┌──
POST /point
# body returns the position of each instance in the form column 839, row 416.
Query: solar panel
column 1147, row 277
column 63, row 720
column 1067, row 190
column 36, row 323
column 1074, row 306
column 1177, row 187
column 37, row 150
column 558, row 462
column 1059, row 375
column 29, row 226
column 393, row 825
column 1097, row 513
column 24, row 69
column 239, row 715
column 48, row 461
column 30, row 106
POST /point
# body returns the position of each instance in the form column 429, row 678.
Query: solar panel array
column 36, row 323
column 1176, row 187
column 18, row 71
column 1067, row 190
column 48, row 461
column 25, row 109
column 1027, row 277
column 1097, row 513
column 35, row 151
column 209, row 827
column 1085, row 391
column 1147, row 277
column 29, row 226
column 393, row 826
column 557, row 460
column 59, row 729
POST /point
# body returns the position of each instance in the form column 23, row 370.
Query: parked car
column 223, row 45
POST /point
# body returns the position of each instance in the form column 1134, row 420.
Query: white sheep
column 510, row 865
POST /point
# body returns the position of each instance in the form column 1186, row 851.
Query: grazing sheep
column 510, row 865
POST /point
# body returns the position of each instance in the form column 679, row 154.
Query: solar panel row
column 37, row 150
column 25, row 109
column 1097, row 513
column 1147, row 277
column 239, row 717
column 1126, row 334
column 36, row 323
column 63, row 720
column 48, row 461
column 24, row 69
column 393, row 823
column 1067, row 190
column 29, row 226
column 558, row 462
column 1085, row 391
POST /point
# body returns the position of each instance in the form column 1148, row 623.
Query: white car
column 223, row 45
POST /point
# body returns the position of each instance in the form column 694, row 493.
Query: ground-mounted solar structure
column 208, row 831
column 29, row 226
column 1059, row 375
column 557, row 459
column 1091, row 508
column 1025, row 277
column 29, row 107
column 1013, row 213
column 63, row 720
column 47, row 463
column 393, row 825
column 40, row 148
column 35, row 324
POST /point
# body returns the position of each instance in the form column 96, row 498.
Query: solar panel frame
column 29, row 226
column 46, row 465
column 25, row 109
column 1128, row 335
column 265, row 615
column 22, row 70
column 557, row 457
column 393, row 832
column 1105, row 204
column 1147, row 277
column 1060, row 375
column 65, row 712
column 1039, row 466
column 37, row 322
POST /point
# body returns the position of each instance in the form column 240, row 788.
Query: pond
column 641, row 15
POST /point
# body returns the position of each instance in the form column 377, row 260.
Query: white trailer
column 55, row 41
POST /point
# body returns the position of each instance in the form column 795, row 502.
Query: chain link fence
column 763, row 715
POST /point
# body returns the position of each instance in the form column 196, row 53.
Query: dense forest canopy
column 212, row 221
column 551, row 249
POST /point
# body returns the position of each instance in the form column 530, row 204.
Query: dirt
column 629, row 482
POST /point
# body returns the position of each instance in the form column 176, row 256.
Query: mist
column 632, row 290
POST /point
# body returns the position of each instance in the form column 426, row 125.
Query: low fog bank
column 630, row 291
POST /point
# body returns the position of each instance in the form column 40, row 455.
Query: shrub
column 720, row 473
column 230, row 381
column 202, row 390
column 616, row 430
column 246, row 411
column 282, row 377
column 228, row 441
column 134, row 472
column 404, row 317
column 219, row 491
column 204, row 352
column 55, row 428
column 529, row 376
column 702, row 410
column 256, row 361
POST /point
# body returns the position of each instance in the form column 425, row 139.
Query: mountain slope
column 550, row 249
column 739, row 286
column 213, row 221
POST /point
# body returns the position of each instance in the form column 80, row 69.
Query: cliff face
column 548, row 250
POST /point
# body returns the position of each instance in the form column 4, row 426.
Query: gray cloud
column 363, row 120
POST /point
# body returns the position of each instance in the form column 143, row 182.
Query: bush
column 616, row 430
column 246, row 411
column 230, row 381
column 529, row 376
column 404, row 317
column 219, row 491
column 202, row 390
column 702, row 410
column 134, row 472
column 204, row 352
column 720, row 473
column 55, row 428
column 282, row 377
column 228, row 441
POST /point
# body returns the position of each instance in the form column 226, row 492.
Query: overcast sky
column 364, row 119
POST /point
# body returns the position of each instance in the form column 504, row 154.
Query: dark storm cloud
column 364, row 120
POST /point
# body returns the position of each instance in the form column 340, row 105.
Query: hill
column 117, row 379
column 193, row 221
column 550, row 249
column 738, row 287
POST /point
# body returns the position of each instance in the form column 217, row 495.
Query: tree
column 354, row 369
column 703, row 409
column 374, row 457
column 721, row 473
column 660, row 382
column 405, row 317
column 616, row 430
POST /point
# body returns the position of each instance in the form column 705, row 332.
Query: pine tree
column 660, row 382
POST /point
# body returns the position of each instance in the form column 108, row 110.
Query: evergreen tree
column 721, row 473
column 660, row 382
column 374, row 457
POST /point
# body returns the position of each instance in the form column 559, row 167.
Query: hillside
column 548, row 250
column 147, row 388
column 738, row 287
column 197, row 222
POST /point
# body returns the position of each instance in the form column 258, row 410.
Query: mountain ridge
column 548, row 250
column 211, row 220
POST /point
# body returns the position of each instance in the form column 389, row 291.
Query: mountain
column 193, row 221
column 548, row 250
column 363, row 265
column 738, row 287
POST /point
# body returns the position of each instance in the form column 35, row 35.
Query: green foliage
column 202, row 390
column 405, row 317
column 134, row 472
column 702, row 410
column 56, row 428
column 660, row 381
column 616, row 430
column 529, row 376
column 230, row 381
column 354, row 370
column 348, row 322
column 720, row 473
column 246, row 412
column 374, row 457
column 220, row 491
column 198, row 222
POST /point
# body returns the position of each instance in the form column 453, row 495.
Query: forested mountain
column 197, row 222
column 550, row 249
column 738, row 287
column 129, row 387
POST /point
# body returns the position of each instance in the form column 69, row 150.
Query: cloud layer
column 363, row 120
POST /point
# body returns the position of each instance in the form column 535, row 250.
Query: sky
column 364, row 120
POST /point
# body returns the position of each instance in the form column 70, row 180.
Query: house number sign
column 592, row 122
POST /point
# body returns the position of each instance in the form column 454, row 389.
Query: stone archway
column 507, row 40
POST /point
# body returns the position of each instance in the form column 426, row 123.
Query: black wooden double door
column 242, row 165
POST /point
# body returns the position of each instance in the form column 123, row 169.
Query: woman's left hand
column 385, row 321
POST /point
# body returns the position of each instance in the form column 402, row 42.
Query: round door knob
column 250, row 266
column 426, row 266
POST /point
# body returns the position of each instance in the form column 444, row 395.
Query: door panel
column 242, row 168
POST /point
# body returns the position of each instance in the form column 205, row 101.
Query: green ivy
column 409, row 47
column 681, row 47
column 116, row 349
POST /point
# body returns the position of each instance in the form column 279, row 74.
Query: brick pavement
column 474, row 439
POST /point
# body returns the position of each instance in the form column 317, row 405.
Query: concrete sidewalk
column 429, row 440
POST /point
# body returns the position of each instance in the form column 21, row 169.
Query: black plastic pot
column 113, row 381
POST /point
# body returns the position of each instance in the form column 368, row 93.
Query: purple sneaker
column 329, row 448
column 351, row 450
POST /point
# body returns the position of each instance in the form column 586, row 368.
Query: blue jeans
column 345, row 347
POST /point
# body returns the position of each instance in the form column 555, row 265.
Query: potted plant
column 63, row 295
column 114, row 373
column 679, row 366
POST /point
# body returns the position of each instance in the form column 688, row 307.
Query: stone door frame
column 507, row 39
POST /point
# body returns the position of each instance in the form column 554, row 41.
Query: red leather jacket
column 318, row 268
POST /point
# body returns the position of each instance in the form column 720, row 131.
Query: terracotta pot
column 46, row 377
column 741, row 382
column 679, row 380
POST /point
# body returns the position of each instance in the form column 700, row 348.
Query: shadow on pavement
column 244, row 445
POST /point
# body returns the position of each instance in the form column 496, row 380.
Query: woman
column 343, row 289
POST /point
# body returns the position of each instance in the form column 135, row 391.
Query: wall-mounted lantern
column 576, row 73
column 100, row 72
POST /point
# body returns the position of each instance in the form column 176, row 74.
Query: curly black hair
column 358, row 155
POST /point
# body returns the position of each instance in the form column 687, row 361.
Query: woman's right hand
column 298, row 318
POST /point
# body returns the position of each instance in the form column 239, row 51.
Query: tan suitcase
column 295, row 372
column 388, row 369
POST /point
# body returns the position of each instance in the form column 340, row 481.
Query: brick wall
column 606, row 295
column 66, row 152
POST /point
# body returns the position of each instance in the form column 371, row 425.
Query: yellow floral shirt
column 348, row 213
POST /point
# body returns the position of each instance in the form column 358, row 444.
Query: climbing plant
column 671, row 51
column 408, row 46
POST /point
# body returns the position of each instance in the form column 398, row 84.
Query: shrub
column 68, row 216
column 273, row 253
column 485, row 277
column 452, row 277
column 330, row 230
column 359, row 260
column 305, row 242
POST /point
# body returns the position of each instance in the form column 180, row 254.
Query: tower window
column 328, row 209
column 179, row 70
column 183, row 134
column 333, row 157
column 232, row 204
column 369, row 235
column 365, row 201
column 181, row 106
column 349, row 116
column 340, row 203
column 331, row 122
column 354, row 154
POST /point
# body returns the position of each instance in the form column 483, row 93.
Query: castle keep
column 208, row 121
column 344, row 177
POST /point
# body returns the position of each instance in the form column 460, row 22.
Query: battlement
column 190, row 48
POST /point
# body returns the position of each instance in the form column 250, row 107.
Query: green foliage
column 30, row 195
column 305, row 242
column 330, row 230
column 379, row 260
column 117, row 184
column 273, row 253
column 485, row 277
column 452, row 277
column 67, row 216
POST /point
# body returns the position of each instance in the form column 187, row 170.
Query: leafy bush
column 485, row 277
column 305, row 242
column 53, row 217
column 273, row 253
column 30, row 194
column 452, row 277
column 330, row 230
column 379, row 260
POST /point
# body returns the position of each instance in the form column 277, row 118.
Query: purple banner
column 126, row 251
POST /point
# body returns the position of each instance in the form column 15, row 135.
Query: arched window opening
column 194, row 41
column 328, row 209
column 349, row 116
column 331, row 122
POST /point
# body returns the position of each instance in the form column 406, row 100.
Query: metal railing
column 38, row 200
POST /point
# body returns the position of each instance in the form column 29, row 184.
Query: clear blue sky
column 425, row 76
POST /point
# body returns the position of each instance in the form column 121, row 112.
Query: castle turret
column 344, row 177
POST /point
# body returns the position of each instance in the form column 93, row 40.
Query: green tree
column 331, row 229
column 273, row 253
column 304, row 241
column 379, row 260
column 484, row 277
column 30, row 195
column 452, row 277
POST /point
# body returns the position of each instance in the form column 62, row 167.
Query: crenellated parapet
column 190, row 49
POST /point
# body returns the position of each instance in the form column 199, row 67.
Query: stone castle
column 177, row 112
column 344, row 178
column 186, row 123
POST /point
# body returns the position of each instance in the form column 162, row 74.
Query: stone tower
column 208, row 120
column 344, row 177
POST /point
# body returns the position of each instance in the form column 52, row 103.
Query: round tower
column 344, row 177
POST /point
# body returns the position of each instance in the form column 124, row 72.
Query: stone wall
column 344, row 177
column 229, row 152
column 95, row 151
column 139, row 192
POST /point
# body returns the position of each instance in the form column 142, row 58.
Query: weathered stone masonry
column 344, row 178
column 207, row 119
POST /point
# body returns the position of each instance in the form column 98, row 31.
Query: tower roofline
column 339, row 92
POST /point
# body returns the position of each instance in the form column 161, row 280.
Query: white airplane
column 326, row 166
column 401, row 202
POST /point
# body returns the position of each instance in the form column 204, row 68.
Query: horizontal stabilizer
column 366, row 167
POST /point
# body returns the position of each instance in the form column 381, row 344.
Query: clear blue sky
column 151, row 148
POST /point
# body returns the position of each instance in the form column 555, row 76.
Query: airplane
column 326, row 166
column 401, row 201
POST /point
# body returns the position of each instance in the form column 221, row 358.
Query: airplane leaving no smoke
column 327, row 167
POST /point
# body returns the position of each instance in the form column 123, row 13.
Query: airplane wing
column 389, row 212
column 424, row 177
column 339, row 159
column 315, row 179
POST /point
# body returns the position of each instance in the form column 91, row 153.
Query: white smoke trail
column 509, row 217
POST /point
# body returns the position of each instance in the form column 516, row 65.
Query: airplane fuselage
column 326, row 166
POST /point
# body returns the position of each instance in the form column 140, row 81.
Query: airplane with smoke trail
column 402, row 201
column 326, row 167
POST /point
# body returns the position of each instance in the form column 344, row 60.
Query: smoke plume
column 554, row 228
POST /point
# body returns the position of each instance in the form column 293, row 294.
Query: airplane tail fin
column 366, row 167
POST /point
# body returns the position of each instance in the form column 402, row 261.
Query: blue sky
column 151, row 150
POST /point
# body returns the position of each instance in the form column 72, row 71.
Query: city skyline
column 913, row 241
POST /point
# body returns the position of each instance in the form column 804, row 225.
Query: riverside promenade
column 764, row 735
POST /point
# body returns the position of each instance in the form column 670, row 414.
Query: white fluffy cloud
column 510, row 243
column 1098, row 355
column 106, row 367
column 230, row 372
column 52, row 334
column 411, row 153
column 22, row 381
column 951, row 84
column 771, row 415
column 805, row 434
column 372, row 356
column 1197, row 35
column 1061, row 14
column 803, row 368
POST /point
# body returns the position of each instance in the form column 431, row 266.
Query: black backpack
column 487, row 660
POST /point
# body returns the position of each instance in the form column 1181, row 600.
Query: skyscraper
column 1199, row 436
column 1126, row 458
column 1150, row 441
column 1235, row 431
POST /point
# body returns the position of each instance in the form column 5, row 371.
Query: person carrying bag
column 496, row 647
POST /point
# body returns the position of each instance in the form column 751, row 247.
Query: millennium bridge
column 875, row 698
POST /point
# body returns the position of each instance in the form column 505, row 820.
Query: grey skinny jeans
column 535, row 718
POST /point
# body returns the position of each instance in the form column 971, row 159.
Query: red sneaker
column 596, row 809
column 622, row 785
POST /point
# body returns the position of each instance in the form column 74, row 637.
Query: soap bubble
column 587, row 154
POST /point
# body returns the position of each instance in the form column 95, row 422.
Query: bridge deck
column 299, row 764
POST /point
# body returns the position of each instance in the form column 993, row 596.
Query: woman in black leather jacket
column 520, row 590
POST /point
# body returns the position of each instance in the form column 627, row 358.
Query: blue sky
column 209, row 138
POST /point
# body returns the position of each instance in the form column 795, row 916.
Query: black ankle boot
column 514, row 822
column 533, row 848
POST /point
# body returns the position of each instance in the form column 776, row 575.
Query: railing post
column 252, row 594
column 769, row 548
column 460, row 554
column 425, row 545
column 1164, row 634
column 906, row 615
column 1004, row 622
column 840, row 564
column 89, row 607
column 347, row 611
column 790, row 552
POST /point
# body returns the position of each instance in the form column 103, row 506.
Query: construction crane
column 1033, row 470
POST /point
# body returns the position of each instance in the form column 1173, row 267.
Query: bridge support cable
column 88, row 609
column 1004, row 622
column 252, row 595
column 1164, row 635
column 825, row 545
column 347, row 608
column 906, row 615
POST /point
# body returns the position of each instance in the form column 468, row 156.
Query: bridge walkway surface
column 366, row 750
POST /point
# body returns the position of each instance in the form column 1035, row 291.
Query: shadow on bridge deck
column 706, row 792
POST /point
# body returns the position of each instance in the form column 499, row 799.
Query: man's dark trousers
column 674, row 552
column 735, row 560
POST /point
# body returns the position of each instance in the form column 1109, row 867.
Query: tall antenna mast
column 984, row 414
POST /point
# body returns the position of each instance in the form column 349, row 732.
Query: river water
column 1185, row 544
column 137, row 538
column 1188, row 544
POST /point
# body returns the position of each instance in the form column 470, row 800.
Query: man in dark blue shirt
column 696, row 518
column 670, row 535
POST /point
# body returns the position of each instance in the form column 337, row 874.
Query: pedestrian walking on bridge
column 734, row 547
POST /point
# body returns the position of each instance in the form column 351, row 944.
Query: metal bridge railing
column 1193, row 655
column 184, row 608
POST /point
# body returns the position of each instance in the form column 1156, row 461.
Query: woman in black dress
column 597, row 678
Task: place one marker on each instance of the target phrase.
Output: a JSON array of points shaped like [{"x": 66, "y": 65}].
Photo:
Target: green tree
└──
• **TASK DESCRIPTION**: Quote, without alteration, the final stretch of the entries: the line with "Task: place one" onward to the last line.

• **TASK OUTPUT**:
Task: place one marker on each instance of the target phrase.
Output: a JSON array of points shaped like [{"x": 66, "y": 65}].
Photo:
Target: green tree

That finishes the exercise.